__Tasks to perform__
- 1) Please reproduce the stretch of the Kattar–Chikadze fight preview from "Giga Chikadze has" through "step too far." word for word.
- 2) Resume the fight preview on Calvin Kattar and Giga Chikadze, continuing from its last sentence.

__Supplied text__

···

Calvin Kattar (+200)

Giga Chikadze has defied expectations since joining the promotion in 2019, even after losing on Dana White's Contender Series and roaring through his first seven wins against opponents with a wretched 3-56 record. The ex-Glory kickboxer has appeared to rise to the level of competition as he moved up the featherweight ranks, and he has displayed the skills and power to get the job done. His last two victories over Edson Barboza and Cub Swanson—knockouts of historically durable names—proved he belongs in the upper echelon of the division, but against the iron-chinned Kattar, he faces something else entirely. While Chikadze may be favored for a reason, at least some of it due to the drastically different momentum each man brings into the fight, for him to post odds in the -250 range appears to be a step too far.

If Chikadze knocks out the Massachusetts native, it would make him the first to do so across Kattar’s 28-fight career, and “The Boston Finisher” has taken on a slew of heavy hitters in his division since joining the roster in 2017. His boxing-centric style has rightfully earned him praise through his tenure in the Octagon, but cries for him being the best boxer in the UFC came crashing to a halt when Max Holloway styled on him for five brutal rounds. Even though he was on the receiving end of a 50-42 scorecard, Kattar never wavered and did not slow much through the five-round onslaught from the Hawaiian. Overcoming Kattar since he joined the Las Vegas-based promotion has taken either a brutal barrage of leg kicks, a la Renato Carneiro, a wily game that gave Zabit Magomedsharipov two rounds, with Kattar coming on strong in the third, and the Holloway effort. None of these strategies appear wholly replicable by the Georgian, and if Kattar puts on the kind of pressure that gave Dan Ige and Shane Burgos fits, he can stalk Chikadze down and take his dangerous kicks out of the equation.

···

__Excerpted data__
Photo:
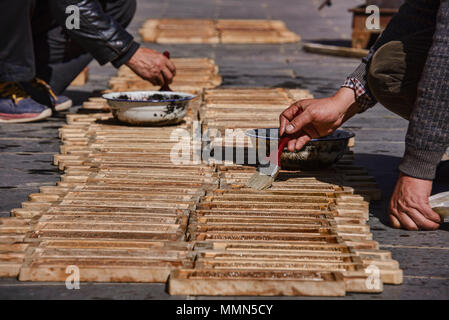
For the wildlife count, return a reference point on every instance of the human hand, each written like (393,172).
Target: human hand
(152,66)
(320,117)
(409,205)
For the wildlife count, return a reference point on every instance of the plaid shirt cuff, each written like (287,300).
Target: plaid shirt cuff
(362,96)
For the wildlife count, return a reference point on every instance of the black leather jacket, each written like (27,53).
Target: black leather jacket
(99,34)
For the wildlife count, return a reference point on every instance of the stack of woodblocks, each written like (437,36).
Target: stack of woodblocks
(192,75)
(173,31)
(124,212)
(120,212)
(307,235)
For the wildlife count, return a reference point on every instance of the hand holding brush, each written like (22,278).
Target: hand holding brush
(265,176)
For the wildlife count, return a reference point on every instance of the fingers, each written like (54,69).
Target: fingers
(404,220)
(394,221)
(430,214)
(407,217)
(287,115)
(298,123)
(421,222)
(301,141)
(157,80)
(171,66)
(168,76)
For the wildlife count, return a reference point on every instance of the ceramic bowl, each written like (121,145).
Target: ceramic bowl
(153,108)
(316,154)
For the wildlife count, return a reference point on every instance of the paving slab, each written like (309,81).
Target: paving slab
(26,150)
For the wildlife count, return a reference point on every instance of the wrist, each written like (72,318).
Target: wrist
(346,104)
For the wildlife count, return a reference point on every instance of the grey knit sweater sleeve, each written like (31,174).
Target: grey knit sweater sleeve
(428,132)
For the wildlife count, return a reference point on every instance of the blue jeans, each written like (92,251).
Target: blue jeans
(33,44)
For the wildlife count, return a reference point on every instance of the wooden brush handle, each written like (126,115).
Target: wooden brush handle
(165,87)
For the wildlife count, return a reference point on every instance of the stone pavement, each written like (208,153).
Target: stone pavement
(26,150)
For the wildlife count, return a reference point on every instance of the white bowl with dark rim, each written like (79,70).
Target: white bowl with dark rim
(154,108)
(316,154)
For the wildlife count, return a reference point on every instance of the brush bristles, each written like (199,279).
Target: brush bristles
(260,181)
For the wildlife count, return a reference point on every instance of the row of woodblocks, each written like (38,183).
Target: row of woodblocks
(307,235)
(216,31)
(121,210)
(192,76)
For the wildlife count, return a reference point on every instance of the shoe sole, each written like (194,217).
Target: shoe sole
(440,204)
(63,106)
(445,157)
(25,117)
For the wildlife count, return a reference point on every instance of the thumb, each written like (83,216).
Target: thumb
(298,123)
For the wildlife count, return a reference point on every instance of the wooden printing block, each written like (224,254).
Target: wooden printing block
(255,282)
(187,36)
(99,266)
(11,258)
(354,274)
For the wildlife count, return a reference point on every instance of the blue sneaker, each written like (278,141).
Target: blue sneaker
(16,106)
(63,103)
(41,91)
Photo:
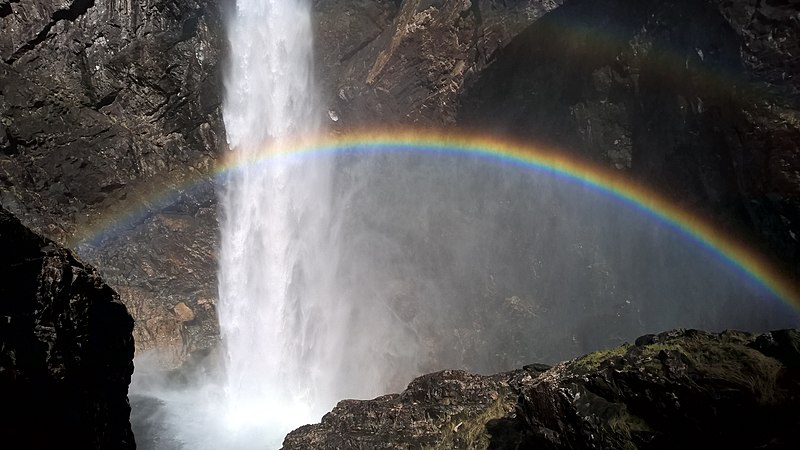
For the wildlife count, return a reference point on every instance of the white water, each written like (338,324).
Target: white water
(274,226)
(324,297)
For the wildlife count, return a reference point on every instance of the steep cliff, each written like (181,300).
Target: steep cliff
(110,115)
(698,99)
(681,389)
(106,108)
(66,349)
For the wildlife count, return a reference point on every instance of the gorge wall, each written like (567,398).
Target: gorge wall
(680,389)
(66,348)
(104,107)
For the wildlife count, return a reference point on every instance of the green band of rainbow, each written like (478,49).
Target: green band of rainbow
(702,231)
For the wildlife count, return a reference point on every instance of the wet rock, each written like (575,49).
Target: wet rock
(681,389)
(66,349)
(698,99)
(110,113)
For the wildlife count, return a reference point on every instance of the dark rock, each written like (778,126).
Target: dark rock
(105,108)
(66,349)
(698,99)
(681,389)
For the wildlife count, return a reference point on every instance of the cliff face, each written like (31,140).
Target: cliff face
(698,99)
(104,108)
(66,349)
(681,389)
(107,106)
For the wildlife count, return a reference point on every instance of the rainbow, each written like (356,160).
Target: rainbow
(496,149)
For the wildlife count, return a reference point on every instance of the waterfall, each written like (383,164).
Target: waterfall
(274,222)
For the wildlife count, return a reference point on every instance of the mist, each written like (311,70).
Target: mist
(442,261)
(347,274)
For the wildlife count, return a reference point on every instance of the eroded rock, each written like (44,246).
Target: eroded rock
(680,389)
(66,348)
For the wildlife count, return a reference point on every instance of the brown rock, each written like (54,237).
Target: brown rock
(184,313)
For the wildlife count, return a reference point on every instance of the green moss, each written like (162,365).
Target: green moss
(594,360)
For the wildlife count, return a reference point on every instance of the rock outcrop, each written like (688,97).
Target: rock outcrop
(106,108)
(110,116)
(66,348)
(699,99)
(680,389)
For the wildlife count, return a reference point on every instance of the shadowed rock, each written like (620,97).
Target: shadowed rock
(66,349)
(679,389)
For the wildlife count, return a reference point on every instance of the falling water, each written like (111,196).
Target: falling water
(274,222)
(345,276)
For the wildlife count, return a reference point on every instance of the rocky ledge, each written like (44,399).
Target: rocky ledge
(66,348)
(680,389)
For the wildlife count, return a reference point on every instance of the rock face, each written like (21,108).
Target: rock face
(680,389)
(110,116)
(66,349)
(696,98)
(104,108)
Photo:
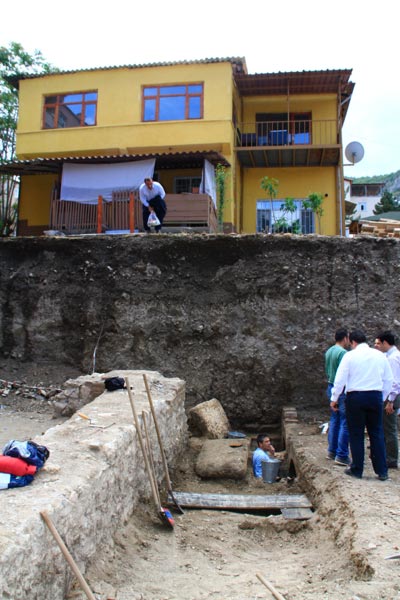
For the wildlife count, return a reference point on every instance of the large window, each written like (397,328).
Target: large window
(173,102)
(278,219)
(77,109)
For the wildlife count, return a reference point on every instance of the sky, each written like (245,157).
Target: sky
(272,36)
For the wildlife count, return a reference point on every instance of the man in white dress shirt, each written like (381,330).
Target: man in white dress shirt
(367,377)
(152,197)
(385,342)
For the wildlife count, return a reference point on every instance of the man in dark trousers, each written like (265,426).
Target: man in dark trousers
(152,197)
(367,377)
(338,435)
(385,342)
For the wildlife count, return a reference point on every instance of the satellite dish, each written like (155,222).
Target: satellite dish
(354,152)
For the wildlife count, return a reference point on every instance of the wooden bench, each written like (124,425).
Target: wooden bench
(195,211)
(191,210)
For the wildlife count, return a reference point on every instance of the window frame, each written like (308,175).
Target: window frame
(191,180)
(304,216)
(187,95)
(57,104)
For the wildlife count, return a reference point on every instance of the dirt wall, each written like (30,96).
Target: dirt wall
(245,319)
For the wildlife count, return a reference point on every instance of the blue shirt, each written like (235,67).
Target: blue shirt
(258,457)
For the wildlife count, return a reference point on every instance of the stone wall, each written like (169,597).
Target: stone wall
(90,486)
(244,319)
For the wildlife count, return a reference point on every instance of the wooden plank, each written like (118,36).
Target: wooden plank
(241,501)
(300,514)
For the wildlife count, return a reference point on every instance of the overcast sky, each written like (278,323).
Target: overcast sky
(272,36)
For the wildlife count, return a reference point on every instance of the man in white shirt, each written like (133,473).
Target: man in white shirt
(264,452)
(385,342)
(367,377)
(152,197)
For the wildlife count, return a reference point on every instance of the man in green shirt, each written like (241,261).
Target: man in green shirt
(338,435)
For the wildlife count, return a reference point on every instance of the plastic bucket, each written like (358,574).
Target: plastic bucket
(236,435)
(270,470)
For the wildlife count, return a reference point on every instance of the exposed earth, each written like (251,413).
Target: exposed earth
(339,554)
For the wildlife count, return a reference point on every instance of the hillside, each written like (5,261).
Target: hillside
(392,181)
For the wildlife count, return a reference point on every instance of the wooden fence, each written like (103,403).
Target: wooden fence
(124,213)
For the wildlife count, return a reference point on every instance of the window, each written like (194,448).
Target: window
(186,184)
(280,220)
(77,109)
(307,221)
(173,102)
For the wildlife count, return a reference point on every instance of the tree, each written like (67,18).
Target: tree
(386,204)
(14,61)
(314,203)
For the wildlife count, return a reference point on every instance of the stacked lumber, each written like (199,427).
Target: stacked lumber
(383,228)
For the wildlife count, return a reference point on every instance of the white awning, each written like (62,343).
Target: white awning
(85,183)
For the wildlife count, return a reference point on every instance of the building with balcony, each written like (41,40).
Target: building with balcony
(179,121)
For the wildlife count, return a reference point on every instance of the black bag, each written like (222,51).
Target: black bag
(114,383)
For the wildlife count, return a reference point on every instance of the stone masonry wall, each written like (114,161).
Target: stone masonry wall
(90,486)
(244,319)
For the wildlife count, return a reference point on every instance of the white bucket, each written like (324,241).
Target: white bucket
(270,469)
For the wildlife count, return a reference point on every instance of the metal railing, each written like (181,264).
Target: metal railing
(287,133)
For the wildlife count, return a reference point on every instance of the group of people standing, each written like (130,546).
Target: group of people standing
(364,393)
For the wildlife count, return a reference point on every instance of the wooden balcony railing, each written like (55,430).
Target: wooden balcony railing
(287,133)
(124,213)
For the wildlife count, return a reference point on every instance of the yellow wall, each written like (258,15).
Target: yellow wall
(297,183)
(35,195)
(119,128)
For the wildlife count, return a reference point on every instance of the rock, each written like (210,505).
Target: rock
(218,459)
(209,420)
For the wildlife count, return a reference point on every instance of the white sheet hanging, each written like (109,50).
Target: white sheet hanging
(85,183)
(208,185)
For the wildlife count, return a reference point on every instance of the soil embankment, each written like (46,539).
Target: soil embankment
(245,319)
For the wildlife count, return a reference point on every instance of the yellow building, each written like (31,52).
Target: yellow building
(184,116)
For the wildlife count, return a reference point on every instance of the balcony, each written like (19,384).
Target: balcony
(291,143)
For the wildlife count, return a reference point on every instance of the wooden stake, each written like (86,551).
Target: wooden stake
(46,518)
(271,588)
(131,213)
(99,214)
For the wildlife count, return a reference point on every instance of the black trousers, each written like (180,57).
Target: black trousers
(159,207)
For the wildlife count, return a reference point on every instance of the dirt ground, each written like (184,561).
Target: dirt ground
(339,554)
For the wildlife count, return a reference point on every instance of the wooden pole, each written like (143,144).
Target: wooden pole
(67,555)
(271,588)
(99,214)
(131,213)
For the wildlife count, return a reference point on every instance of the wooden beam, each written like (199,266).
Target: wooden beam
(242,501)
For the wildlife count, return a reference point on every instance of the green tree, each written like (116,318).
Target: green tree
(289,207)
(14,61)
(386,204)
(314,202)
(270,185)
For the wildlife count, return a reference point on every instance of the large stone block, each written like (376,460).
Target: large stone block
(223,459)
(209,419)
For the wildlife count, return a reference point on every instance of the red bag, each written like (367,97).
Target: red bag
(16,466)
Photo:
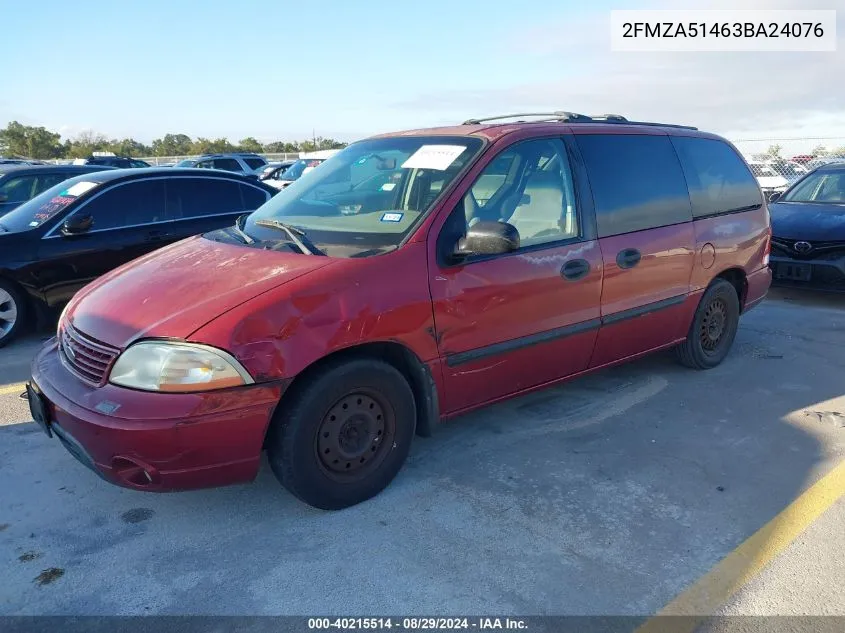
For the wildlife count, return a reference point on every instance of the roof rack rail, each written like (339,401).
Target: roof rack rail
(561,116)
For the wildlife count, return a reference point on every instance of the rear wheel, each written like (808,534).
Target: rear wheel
(12,312)
(713,328)
(343,438)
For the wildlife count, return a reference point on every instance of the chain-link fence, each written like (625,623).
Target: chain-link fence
(779,162)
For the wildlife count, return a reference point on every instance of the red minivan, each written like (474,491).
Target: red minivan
(409,279)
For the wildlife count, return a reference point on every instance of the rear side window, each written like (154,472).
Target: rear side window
(229,164)
(253,197)
(637,182)
(718,179)
(197,197)
(130,204)
(255,163)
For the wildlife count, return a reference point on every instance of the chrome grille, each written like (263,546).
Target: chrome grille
(818,250)
(86,358)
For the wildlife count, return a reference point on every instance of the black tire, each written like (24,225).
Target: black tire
(329,445)
(713,327)
(11,300)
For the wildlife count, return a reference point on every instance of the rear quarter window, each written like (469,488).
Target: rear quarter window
(636,180)
(719,181)
(253,197)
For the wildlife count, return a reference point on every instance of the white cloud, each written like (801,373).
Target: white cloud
(741,95)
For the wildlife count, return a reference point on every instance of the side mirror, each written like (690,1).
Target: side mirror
(488,238)
(77,225)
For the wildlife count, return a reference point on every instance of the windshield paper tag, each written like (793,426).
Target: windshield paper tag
(79,188)
(434,157)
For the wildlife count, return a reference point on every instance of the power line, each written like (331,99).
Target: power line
(798,138)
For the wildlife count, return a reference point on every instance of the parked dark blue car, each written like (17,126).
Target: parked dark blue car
(808,231)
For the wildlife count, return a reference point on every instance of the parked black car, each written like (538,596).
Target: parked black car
(54,244)
(116,161)
(19,183)
(808,231)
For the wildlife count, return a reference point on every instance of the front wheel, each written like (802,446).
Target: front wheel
(343,438)
(12,312)
(713,328)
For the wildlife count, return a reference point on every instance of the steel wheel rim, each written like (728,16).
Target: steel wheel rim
(355,435)
(8,313)
(714,324)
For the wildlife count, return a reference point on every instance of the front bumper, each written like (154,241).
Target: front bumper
(825,274)
(155,441)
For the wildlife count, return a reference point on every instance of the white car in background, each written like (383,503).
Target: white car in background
(770,181)
(307,161)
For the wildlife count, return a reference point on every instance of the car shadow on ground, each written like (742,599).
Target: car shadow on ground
(605,495)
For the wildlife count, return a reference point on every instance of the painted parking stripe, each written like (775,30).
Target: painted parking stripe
(15,389)
(738,568)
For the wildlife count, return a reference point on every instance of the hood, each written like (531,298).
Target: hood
(178,289)
(808,221)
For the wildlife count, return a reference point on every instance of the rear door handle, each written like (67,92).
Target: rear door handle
(157,236)
(628,258)
(575,269)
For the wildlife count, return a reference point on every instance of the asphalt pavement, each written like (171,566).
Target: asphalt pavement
(611,494)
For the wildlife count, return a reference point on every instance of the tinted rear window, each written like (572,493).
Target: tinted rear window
(255,163)
(636,180)
(200,197)
(718,179)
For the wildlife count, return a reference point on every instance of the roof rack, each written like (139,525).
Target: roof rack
(561,116)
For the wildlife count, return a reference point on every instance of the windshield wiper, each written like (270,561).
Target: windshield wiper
(297,236)
(244,236)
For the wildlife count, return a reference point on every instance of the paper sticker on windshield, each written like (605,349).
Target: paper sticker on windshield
(79,188)
(434,157)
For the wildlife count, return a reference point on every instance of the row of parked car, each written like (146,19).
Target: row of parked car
(410,278)
(278,174)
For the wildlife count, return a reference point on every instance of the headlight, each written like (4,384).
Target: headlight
(62,319)
(177,367)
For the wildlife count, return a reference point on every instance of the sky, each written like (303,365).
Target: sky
(343,69)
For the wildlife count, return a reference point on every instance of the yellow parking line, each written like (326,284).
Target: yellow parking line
(15,389)
(712,590)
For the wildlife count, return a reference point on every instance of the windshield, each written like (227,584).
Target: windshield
(368,197)
(824,186)
(46,205)
(300,167)
(763,171)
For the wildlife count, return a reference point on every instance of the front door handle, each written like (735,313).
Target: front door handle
(628,258)
(575,269)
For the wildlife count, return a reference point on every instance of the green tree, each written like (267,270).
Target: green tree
(129,147)
(279,147)
(249,144)
(86,143)
(30,142)
(172,145)
(207,146)
(329,143)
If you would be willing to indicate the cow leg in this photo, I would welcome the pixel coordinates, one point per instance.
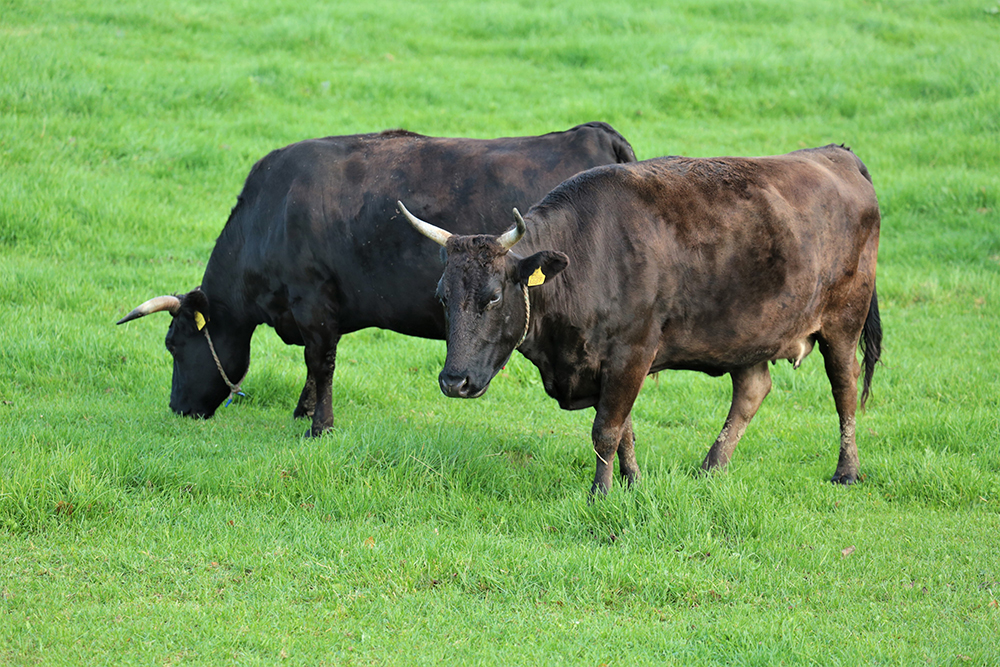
(628, 469)
(307, 400)
(612, 432)
(750, 386)
(843, 370)
(321, 356)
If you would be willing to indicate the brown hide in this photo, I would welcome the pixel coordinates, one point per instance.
(718, 265)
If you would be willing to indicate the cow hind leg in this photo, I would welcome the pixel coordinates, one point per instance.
(750, 387)
(843, 370)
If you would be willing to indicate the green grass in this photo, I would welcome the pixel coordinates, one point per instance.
(424, 530)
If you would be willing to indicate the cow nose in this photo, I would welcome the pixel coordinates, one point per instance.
(454, 385)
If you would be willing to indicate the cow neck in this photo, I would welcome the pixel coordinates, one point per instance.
(234, 389)
(527, 315)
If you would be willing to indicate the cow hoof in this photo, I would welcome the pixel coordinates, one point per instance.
(845, 479)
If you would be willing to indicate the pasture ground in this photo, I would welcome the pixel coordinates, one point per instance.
(425, 530)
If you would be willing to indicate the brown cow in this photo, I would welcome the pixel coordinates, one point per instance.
(716, 265)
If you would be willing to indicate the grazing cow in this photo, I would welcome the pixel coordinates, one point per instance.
(715, 265)
(311, 248)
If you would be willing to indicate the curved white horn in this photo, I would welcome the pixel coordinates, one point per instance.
(435, 234)
(514, 234)
(154, 305)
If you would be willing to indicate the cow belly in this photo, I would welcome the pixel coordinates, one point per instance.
(700, 354)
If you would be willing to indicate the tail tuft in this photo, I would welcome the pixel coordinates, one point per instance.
(871, 346)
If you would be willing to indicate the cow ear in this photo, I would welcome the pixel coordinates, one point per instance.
(196, 301)
(541, 266)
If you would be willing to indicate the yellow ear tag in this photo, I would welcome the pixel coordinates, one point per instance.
(536, 278)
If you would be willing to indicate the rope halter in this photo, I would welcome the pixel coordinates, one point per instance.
(234, 389)
(527, 315)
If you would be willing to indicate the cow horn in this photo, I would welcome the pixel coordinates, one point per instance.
(435, 234)
(514, 234)
(154, 305)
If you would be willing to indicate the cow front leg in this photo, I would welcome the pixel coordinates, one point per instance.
(307, 399)
(750, 387)
(628, 469)
(842, 369)
(321, 357)
(612, 433)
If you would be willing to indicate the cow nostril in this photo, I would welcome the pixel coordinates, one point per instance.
(455, 386)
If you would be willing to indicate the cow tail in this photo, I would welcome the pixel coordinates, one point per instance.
(871, 346)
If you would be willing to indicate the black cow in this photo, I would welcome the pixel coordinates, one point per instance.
(311, 248)
(716, 265)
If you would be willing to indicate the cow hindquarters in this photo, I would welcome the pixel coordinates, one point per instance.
(750, 387)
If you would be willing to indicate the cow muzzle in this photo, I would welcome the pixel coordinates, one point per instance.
(459, 385)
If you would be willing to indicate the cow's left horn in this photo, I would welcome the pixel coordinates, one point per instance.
(514, 234)
(154, 305)
(435, 234)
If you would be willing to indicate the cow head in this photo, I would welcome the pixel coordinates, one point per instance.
(484, 294)
(198, 388)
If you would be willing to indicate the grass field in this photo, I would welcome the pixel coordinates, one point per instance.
(425, 530)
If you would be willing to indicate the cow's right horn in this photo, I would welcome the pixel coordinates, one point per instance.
(154, 305)
(514, 234)
(435, 234)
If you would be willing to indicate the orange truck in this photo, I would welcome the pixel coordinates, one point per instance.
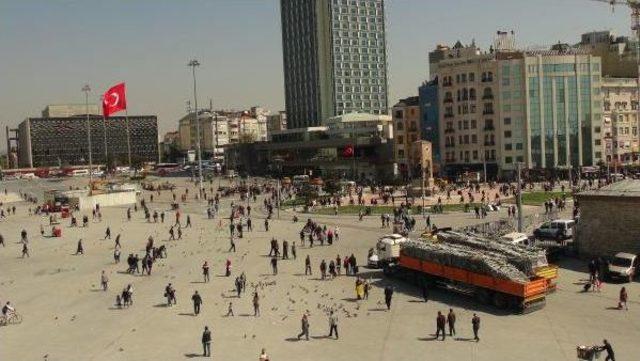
(501, 293)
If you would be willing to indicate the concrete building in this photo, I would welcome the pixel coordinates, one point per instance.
(322, 150)
(620, 121)
(334, 55)
(214, 133)
(407, 132)
(541, 108)
(429, 122)
(609, 220)
(63, 141)
(276, 123)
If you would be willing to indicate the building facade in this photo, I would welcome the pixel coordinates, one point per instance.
(429, 119)
(334, 57)
(620, 121)
(539, 108)
(406, 126)
(63, 141)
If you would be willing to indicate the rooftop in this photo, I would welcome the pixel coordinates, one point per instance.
(624, 188)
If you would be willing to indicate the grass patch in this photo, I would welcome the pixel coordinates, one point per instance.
(382, 209)
(538, 198)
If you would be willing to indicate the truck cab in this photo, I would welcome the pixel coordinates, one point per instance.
(387, 250)
(623, 266)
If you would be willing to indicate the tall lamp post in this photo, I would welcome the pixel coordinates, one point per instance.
(193, 63)
(86, 89)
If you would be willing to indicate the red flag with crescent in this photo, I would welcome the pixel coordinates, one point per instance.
(114, 100)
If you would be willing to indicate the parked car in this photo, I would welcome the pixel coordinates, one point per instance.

···

__Task responses__
- 1)
Giga Chikadze has defied expectations since joining the promotion in 2019, even after losing on Dana White's Contender Series and roaring through his first seven wins against opponents with a wretched 3-56 record. The ex-Glory kickboxer has appeared to rise to the level of competition as he moved up the featherweight ranks, and he has displayed the skills and power to get the job done. His last two victories over Edson Barboza and Cub Swanson—knockouts of historically durable names—proved he belongs in the upper echelon of the division, but against the iron-chinned Kattar, he faces something else entirely. While Chikadze may be favored for a reason, at least some of it due to the drastically different momentum each man brings into the fight, for him to post odds in the -250 range appears to be a step too far.

- 2)
The old expression goes “if you kill the body, the head will fall,” and that may ring true for a striker like Chikadze, who tried to name a liver kick after himself. Chikadze will come in slightly taller, slightly longer and much more elusive with a far wider toolset than the underdog. In order for the Georgian to find success, he will have to lead the dance, or at the very least get Kattar’s respect early and often. If Kattar can walk through what comes his way and start stringing together quick, powerful punching combinations together that back Chikadze to the wall, it could be his fight to win. The Bostonian was smart to take a year off after the Holloway drubbing to make sure his head was right, and as long as the loss was not life-changing nature, he has the kind of unflinching style that will make Chikadze struggle as the fight progresses. Should the fight reach the later rounds, Kattar holds the experience that Chikadze does not, and he can take over when the latter’s flashy style starts to grow taxing. Should you feel Chikadze will walk through Kattar, your options are either him winning by KO/TKO (+130) or on the scorecards (+200). The latter may be more reasonable, given Kattar’s unflappable nature.

Jake Collier (-127)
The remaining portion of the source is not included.